Holding my hand and a cup of hot cocoa, my daughter skipped with confidence onto a playground in a small town outside Atlanta. After a few minutes of observing, she ran off to play with some kids who were pretending to run away from bad guys. I spotted her near the swings with a little boy who had become the focus of attention of this group. They bestowed the boy with a nickname my daughter didn’t like, and she stood by him, coaching him on how to respond.
“Tell them you don’t like it! Tell them it isn’t right!” she kept saying. When the group of kids ran off, the boy extended his hand to my daughter and asked if they could be friends. They shook on it and ran off to play. Any parent would feel deep joy at this sweet encounter. I looked around to see if the boy’s parents took notice, while my daughter and her new friend sat chatting and looking through the boy’s notepad filled with drawings.
After a while, my daughter’s voice rang out as she came running toward me: “What is auster care, Mama?” I was jolted out of my daydreaming as I tried to comprehend her question. This is how my daughter learned about foster care, on the playground with a child whose parents could not be there. I learned that the boy was there with his siblings, including two toddlers and two special needs children. The kids live in different dormlike group homes with staffers who take shifts around the clock. Two weekends per month, a transport is arranged for the children to come to the same location so they can spend two hours together.
--
_CHALLENGE 1_. Reproduce the passage about the playground, starting at "Holding my hand" and ending at "how to respond.".

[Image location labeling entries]
--
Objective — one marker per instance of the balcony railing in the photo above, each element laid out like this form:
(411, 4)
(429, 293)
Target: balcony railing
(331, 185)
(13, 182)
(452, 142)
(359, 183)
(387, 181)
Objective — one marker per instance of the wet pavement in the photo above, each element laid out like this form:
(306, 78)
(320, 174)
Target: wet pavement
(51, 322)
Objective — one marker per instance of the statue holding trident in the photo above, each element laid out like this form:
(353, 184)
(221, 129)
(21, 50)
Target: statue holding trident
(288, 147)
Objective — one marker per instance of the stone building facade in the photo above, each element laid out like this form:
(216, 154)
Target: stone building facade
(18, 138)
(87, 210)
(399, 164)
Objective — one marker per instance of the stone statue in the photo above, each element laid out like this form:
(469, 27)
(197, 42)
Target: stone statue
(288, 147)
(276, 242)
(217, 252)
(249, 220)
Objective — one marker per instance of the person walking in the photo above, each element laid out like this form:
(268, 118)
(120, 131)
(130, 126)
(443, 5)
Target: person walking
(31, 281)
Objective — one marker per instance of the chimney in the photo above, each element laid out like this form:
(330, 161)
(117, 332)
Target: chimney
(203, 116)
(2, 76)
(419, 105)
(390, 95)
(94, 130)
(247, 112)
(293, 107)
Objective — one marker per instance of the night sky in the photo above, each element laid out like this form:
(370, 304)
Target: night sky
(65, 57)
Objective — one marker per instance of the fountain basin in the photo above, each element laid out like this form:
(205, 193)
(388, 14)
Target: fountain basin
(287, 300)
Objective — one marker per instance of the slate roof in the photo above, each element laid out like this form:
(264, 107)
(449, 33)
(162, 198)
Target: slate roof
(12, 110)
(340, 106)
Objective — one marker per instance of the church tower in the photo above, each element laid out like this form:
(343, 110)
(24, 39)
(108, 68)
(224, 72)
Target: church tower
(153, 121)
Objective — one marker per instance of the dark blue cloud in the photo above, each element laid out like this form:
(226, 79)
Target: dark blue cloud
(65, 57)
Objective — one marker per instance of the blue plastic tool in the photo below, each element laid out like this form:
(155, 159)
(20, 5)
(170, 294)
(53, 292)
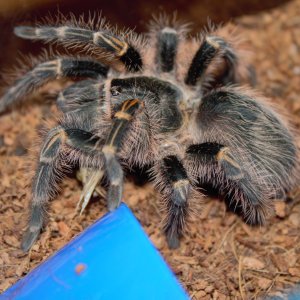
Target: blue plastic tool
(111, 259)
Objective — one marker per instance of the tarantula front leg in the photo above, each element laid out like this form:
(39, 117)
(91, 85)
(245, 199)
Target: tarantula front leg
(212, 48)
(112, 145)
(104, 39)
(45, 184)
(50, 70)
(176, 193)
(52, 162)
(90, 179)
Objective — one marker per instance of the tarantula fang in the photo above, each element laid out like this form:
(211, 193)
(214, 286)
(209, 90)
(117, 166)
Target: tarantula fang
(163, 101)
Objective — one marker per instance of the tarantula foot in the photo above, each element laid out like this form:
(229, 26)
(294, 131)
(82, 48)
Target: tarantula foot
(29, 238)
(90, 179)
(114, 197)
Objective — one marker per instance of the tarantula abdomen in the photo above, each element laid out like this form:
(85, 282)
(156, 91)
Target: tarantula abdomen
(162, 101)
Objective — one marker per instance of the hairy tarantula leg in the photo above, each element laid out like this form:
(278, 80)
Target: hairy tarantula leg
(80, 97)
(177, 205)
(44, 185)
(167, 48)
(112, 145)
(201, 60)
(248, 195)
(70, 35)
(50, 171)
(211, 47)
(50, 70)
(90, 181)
--
_CHALLENGE 2_. Output the labeling rows as a JSON list of strings, one string per line with blank lines omitted, starting at the line containing "Objective — one marker per instance of the tarantula fang" and ending with the final line of the rows, both included.

_EXPECTED OUTPUT 1_.
Holding my hand and a cup of hot cocoa, my daughter skipped with confidence onto a playground in a small town outside Atlanta. After a few minutes of observing, she ran off to play with some kids who were pretending to run away from bad guys. I spotted her near the swings with a little boy who had become the focus of attention of this group. They bestowed the boy with a nickname my daughter didn’t like, and she stood by him, coaching him on how to respond.

_EXPECTED OUTPUT 2_.
[
  "Objective — one marker per instance of the tarantula fang in the photo above, each element laid out like this form:",
  "(211, 193)",
  "(214, 286)",
  "(209, 90)",
  "(117, 166)",
  "Target: tarantula fang",
  "(163, 101)",
  "Objective — one marker per instance of the tarantula foot in the photo above, each element laid out like this form:",
  "(229, 26)",
  "(294, 131)",
  "(82, 48)",
  "Target: tarantula foot",
  "(29, 238)",
  "(90, 179)",
  "(114, 197)",
  "Objective — one marker per instance of the tarantula abdomen in the photo above, each element laid out like this form:",
  "(85, 282)",
  "(156, 91)",
  "Target: tarantula abdomen",
  "(162, 101)",
  "Objective — one marker per instance of the hairy tarantula leg in the photo above, each element laid out like this form:",
  "(278, 80)",
  "Target: hairy tarantula leg",
  "(80, 97)",
  "(177, 205)",
  "(44, 185)",
  "(167, 48)",
  "(112, 145)",
  "(201, 60)",
  "(248, 195)",
  "(70, 35)",
  "(50, 171)",
  "(211, 47)",
  "(50, 70)",
  "(90, 181)"
]